* PASSAGE SHOWN
*** Block opens ***

Small banks welcome PPP relief but fear it may not be enough

Small banks that have ballooned in size during the coronavirus pandemic breathed a sigh of relief last week when federal regulators gave them a reprieve from tougher supervisory rules that kick in at certain asset thresholds.

But a grateful industry is also concerned about the potential impact of the upswing in COVID-19 cases and the growing possibility of additional emergency lending. Some banking officials and policy experts are already wondering if there will be enough time for lenders to shrink back to normal size by the deadline in 2022.

“If things go south next year we may be singing a different story,” said Chris Cole, senior regulatory counsel for the Independent Community Bankers of America. “If you had another [Paycheck Protection Program] round, you may very well need an extension.”

Banks will be able to rely on their asset sizes as of Dec. 31, 2019, for regulatory purposes under the rule issued Nov. 20 by the Federal Deposit Insurance Corp., the Federal Reserve and the Office of the Comptroller of the Currency.

The relief applies to a series of regulatory requirements that kick in at various stages of a bank’s growth, including when assets reach $100 million, $500 million, $3 billion, $5 billion and $10 billion. The stricter supervisory rules involve capital levels, caps on debit interchange fees, financial reporting, frequency of exams and other matters.

The agencies estimate that around 44 holding companies and 582 community banks crossed at least one of those regulatory thresholds in the first half of the year.

Smaller banks have accounted for most of the PPP lending since the program launched in April, and their growth accelerated as a result. For example, nine banks passed $10 billion in assets from the end of last year to June 30, and their combined asset sizes increased more than 30% over that time to nearly $100 billion total, according to data provided by the FDIC.

Banks will have until 2022 to shrink back below any of these thresholds before the new rules would take effect.

Steve Scurlock, director of government relations and public policy, at the Independent Bankers Association of Texas, said while the rule change is not a “game changer” compared with some of the other measures taken during the pandemic, it will “mollify some of the concerns of our community banks who have crossed certain asset thresholds unexpectedly.”

“An extension to the end of 2021 will allow much of the asset growth from the PPP, various stimulus and liquidity programs and the ‘flight to safety’ to return to whatever normal will be going forward,” Scurlock said. “If these issues linger into late next year, we are hopeful the regulatory authorities will consider an extension of the grace period.”

Crossing these thresholds too suddenly can catch a bank off guard as an analysis of the costs “should begin well before the milestone is approached,” according to guidance from the consultancy firm Crowe Horwath.

Banks have previously estimated that the compliance costs alone for crossing $10 billion in assets can range between $2 million and $6 million each year, not including revenue lost from caps on interchange debit card fees.

The burden could be tougher for even smaller banks.

The parent company of Paragon Bank in Memphis, Tenn. reported $497 million in assets as of June 30 and expects to remain below the $500 million threshold, said co-founder and CEO Robert Shaw. Still, the company already conducts audits similar to the ones that would be required of bigger firms, giving them insight on how burdensome the costs can be for the unprepared.

“Audit’s are not cheap for sure,” Shaw said.

Banks that would grow past $3 billion in assets could be subject to exams every 12 months, which would be a noteworthy cost to banks compared to a cycle of once every 18 months.

“That could be quite significant,” Cole at ICBA said.

*** Block closes ***

* WHAT IS REQUIRED
Reproduce the article on small banks and PPP relief word for word, from "The burden could" to "at ICBA said.".

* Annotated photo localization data
*** Block opens ***

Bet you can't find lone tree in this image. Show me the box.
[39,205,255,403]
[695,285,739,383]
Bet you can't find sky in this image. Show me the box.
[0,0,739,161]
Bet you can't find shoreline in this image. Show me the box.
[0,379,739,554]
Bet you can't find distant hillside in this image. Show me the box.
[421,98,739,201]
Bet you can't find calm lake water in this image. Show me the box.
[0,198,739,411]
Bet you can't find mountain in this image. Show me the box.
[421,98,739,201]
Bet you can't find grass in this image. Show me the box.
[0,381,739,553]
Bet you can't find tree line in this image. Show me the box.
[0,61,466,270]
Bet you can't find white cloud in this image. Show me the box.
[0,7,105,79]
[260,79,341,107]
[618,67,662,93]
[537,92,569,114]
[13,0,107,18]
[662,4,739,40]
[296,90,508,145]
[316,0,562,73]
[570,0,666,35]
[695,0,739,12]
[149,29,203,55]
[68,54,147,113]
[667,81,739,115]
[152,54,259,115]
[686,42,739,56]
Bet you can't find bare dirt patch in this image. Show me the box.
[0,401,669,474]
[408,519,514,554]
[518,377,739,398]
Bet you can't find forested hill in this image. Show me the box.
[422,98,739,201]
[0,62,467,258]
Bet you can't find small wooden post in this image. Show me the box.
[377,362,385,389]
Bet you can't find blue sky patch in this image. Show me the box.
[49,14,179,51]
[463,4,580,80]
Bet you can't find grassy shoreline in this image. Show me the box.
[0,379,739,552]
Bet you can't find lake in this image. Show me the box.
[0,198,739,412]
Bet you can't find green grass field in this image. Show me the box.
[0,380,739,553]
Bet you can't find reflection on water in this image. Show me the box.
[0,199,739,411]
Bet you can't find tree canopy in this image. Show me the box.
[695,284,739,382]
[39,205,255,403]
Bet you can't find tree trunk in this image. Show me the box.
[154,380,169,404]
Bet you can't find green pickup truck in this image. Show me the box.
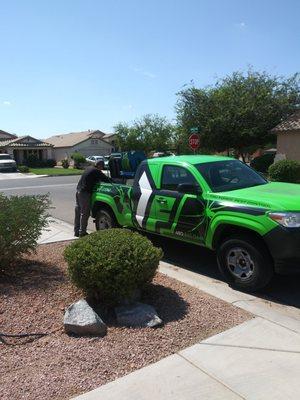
[92,155,300,291]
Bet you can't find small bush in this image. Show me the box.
[0,194,50,272]
[268,160,300,183]
[24,154,56,168]
[71,153,86,168]
[250,153,275,172]
[64,229,163,305]
[61,159,70,169]
[18,165,29,173]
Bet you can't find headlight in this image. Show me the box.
[269,213,300,228]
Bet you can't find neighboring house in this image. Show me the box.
[0,130,53,164]
[102,133,119,151]
[272,110,300,161]
[45,130,114,162]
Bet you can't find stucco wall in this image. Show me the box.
[277,130,300,161]
[53,139,112,162]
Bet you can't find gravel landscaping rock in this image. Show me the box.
[115,303,162,328]
[64,299,107,336]
[0,243,252,400]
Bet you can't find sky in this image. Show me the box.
[0,0,300,138]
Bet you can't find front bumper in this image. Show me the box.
[264,226,300,274]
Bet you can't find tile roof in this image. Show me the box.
[0,136,52,147]
[0,129,17,141]
[272,110,300,132]
[45,130,107,147]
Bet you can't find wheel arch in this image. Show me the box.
[92,201,118,221]
[212,223,271,255]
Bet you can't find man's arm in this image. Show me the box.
[97,170,112,183]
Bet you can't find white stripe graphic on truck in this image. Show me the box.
[135,172,152,227]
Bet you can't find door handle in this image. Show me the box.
[156,198,167,204]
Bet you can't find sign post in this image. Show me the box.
[189,128,200,154]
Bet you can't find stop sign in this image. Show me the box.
[189,133,200,150]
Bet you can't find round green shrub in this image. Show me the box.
[61,159,70,169]
[268,160,300,183]
[18,165,29,173]
[64,229,163,305]
[250,153,275,172]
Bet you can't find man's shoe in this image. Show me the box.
[79,232,88,237]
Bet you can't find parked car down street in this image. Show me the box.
[0,154,17,172]
[86,156,105,165]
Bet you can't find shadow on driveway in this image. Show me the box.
[149,235,300,308]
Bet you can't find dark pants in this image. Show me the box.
[74,192,91,235]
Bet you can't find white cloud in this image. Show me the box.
[122,104,134,111]
[235,21,247,29]
[132,67,156,79]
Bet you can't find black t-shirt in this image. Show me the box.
[77,167,110,193]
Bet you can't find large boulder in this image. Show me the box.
[64,300,107,336]
[115,303,162,328]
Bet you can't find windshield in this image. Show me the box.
[0,154,12,160]
[196,160,268,192]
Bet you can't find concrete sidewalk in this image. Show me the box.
[76,317,300,400]
[0,172,48,180]
[39,218,300,400]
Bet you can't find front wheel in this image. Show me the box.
[217,235,274,292]
[95,209,118,231]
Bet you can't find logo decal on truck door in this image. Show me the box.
[135,171,153,228]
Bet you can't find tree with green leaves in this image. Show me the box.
[176,69,300,158]
[114,114,175,153]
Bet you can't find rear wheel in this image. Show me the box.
[95,208,118,231]
[217,235,274,292]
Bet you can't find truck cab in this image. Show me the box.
[92,156,300,291]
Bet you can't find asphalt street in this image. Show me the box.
[0,176,94,229]
[0,176,300,308]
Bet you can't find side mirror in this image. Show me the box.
[177,183,202,195]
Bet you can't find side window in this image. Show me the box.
[161,165,197,190]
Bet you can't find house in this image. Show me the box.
[45,130,114,162]
[102,133,119,151]
[0,130,53,164]
[271,110,300,161]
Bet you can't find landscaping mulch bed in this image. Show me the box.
[0,242,251,400]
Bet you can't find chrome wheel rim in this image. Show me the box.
[226,247,255,281]
[98,213,111,230]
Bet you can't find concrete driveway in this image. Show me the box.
[149,236,300,311]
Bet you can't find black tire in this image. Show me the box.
[217,235,274,292]
[95,208,118,231]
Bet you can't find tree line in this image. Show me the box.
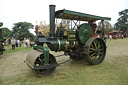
[2,9,128,40]
[2,22,35,40]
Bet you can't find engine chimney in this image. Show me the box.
[49,5,55,38]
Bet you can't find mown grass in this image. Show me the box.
[0,38,128,85]
[4,44,32,53]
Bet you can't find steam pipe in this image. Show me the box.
[49,5,55,38]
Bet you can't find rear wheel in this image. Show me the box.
[34,54,56,76]
[84,37,106,65]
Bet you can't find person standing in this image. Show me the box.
[11,37,16,50]
[5,38,9,50]
[23,38,27,48]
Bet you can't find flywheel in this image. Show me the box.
[26,50,57,76]
[84,37,106,65]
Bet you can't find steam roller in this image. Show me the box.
[25,5,111,76]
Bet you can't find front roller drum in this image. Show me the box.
[26,50,57,76]
[84,37,106,65]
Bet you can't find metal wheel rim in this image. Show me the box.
[86,38,106,65]
[34,54,56,76]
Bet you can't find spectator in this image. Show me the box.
[11,37,16,50]
[5,38,9,50]
[16,40,18,47]
[109,35,112,40]
[23,38,27,48]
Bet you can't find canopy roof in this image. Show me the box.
[55,9,111,21]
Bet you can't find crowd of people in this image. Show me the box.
[3,37,32,50]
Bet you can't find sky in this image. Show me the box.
[0,0,128,33]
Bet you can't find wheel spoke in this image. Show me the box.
[94,41,97,48]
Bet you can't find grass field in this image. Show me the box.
[0,38,128,85]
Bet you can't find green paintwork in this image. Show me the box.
[0,42,3,55]
[58,39,78,51]
[78,23,93,44]
[33,44,49,65]
[58,39,66,51]
[55,9,111,21]
[0,38,4,41]
[68,31,76,41]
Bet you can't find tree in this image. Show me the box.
[114,9,128,33]
[2,27,11,38]
[11,22,34,40]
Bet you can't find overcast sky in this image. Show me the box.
[0,0,128,33]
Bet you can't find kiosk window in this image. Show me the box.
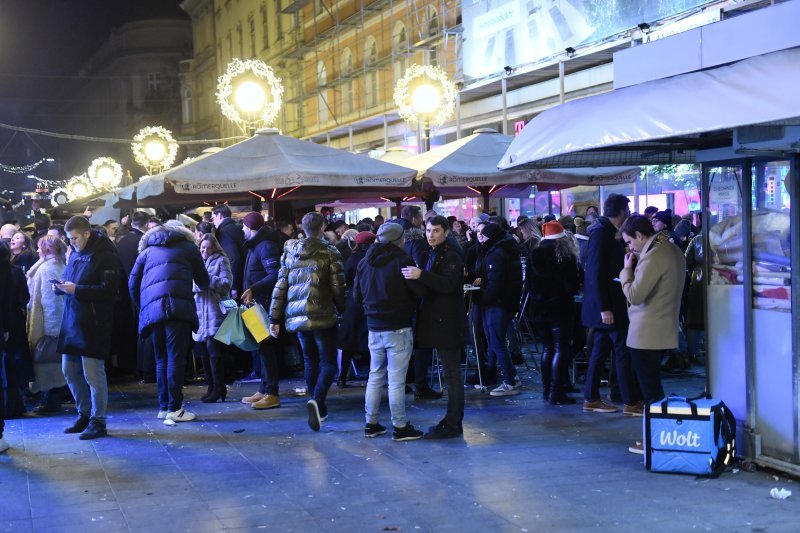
[703,167,744,285]
[751,161,792,313]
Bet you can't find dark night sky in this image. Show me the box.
[0,0,188,190]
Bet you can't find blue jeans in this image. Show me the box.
[481,305,517,385]
[364,328,414,428]
[260,332,286,396]
[297,326,339,417]
[61,354,108,424]
[150,320,192,411]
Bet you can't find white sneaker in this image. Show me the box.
[489,381,519,396]
[166,408,197,422]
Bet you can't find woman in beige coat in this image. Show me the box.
[619,215,686,404]
[26,235,67,414]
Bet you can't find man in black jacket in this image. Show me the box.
[242,211,286,409]
[128,221,209,425]
[581,194,642,416]
[117,211,156,383]
[403,215,467,439]
[54,216,119,440]
[211,204,244,298]
[353,222,422,440]
[474,224,522,396]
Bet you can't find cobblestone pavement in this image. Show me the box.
[0,366,800,533]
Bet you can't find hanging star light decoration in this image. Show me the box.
[216,59,283,132]
[131,126,178,172]
[66,174,94,200]
[394,64,458,126]
[50,187,74,207]
[87,157,122,190]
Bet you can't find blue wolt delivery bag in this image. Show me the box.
[644,394,736,477]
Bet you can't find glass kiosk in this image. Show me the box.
[698,152,800,474]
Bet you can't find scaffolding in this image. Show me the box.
[281,0,462,143]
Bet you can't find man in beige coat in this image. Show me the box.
[619,215,686,403]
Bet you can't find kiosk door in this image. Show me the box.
[750,161,796,462]
[708,166,749,426]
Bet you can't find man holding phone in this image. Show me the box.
[56,216,119,440]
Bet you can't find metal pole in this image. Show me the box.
[456,92,461,140]
[347,124,353,152]
[500,74,508,135]
[744,158,758,434]
[786,154,800,463]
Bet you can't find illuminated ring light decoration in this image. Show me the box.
[217,59,283,131]
[66,174,94,200]
[87,157,122,189]
[50,187,73,207]
[394,65,458,126]
[131,126,178,171]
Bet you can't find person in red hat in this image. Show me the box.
[528,220,580,405]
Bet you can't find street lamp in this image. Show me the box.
[217,59,283,135]
[131,126,178,175]
[394,65,458,152]
[88,157,122,190]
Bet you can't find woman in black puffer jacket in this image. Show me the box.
[527,220,580,405]
[336,231,375,389]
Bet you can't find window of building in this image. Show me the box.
[181,87,194,124]
[147,72,161,94]
[392,22,408,83]
[427,6,440,37]
[340,48,354,115]
[424,46,441,66]
[364,36,378,108]
[317,61,328,126]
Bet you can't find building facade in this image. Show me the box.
[181,0,769,155]
[51,19,192,177]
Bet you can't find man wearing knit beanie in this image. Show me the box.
[242,211,283,409]
[353,222,424,440]
[475,220,522,396]
[378,222,405,248]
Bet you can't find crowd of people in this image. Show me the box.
[0,194,702,453]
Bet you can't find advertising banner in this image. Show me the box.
[462,0,710,78]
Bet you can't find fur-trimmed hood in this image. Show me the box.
[139,221,195,253]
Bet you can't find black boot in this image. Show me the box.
[64,415,89,433]
[201,356,228,403]
[541,346,553,401]
[200,350,216,402]
[542,325,576,405]
[336,350,353,389]
[78,418,108,440]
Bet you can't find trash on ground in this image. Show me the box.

*** Block closes ***

* WRITTEN RESPONSE
The burden could be tougher for even smaller banks.

The parent company of Paragon Bank in Memphis, Tenn. reported $497 million in assets as of June 30 and expects to remain below the $500 million threshold, said co-founder and CEO Robert Shaw. Still, the company already conducts audits similar to the ones that would be required of bigger firms, giving them insight on how burdensome the costs can be for the unprepared.

“Audit’s are not cheap for sure,” Shaw said.

Banks that would grow past $3 billion in assets could be subject to exams every 12 months, which would be a noteworthy cost to banks compared to a cycle of once every 18 months.

“That could be quite significant,” Cole at ICBA said.